# REQUIRED WORK:
**a.** Translate into German this sentence from the forum thread about the dredger Yolanda: "It seems that after transfer to Netherlands control, she did not venture very far because I have not found any movements in Lloyd’s Shipping Index during 1970-89."
**b.** Pick up the forum thread about the dredger Yolanda at its final entry and carry it forward.

# Yolanda



## Bob S

The Panamanian registered dredger *YOLANDA* passing Tilbury during October 1968 wearing the funnel colours of the Westminster Dredging Company.


----------



## archway

Thank you Bob S. I was one of the masters of the Yolanda at the time the photo of her passing Tilbury, brought back a lot of olf memories. Archway


----------



## Roger Jordan

Here is some more information on the dredger YOLANDA, later named ORANJESTAD. It seems that after transfer to Netherlands control, she did not venture very far because I have not found any movements in Lloyd’s Shipping Index during 1970-89. However, did find a couple of movements when named YOLANDA, and I have added these to the chronology below.
YOLANDA
Twin-screw trailing suction hopper dredger
3116 tons gross, 1642 tons net, 4047 tons deadweight
Length overall 319ft 6in, breadth 55ft 3in, draught 22ft 3in
Fitted with 2 Smit & Bolnes total 6100bhp
1965 Completed by Verschure & Co’s Schps, Amsterdam (ship number CO484) for Compania de Obras Edificias Maritimas Portuarias SA, Panama, with manager (and beneficial owner) Vianini Dragaggi Lavori Marittimi SpA, of Via Della Ferratella 33a, Rome
1966 Left Trieste 20 February for Liverpool (Lloyd’s Shipping Index)

# DATASET EXCERPT:
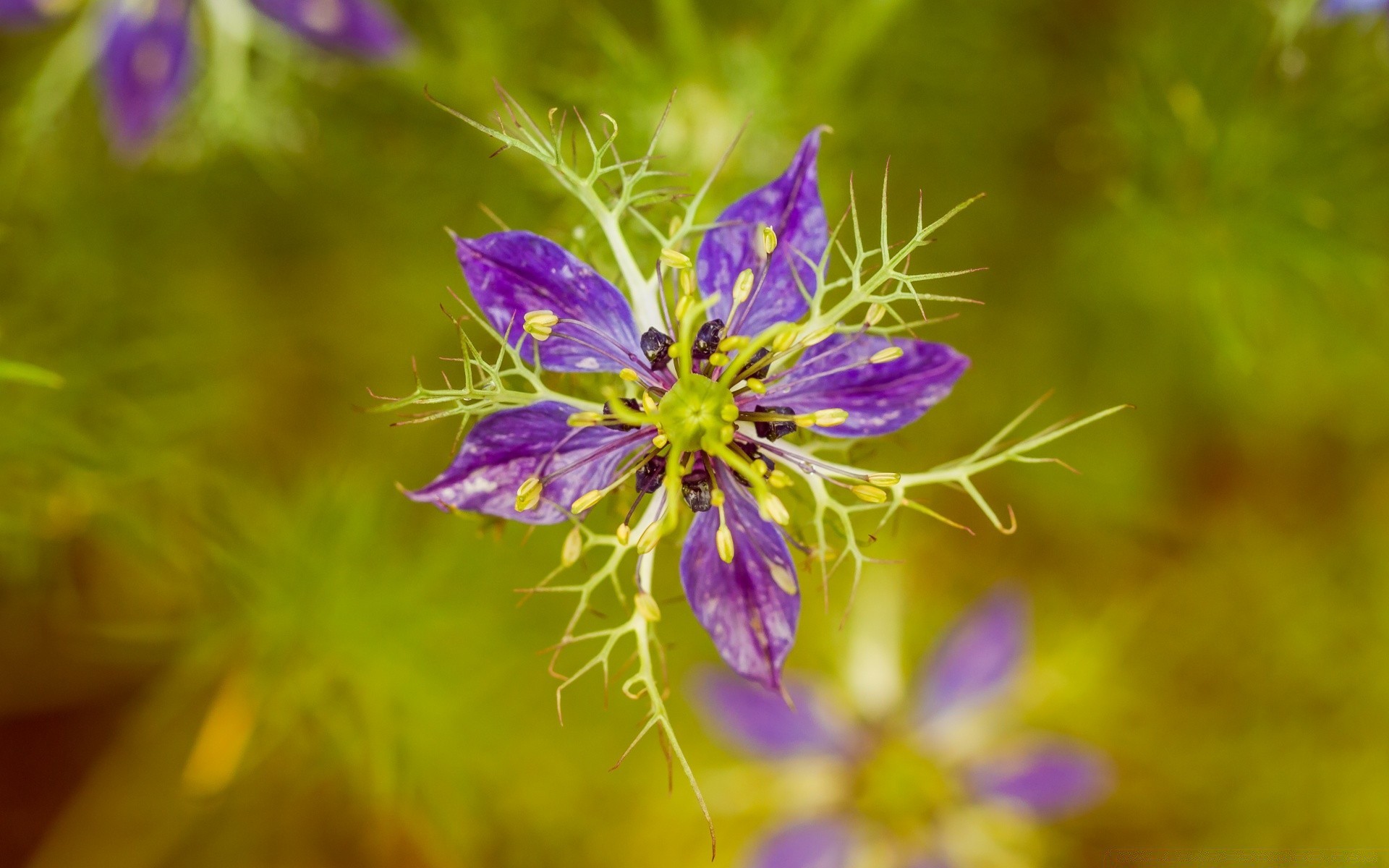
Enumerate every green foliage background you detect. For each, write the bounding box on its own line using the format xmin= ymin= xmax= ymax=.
xmin=0 ymin=0 xmax=1389 ymax=868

# ANSWERS IN ORDER:
**a.** Es scheint, dass sie nach der Übergabe unter niederländische Kontrolle nicht sehr weit gefahren ist, denn ich habe im Lloyd’s Shipping Index für den Zeitraum 1970–89 keine Bewegungen gefunden.

**b.**
1968 Left Southampton 1 March for Gothenburg, arrived 4 March (Lloyd's Shipping Index)
1969 Lengthened by Verschure, Amsterdam (overall length 105.54m; 3521 tons gross, 1997 tons net, 5802 tonnes deadweight)
1970 Sold to Ballast Trailing NV, Curacao (Netherlands Antilles flag), with manager (and beneficial owner) Van Drijvend Materieel CV Tot Exploitatie, Churchill-laan 123, Amsterdam, and renamed ORANJESTAD
1972 Management changed to Ballast-Nedam Grope NV, Laan Van Kronenburg 2, Amstelveen
1986 Change of registered owner to Amsterdamse Ballast Bagger en Grond BV (Netherlands flag) (no change of manager)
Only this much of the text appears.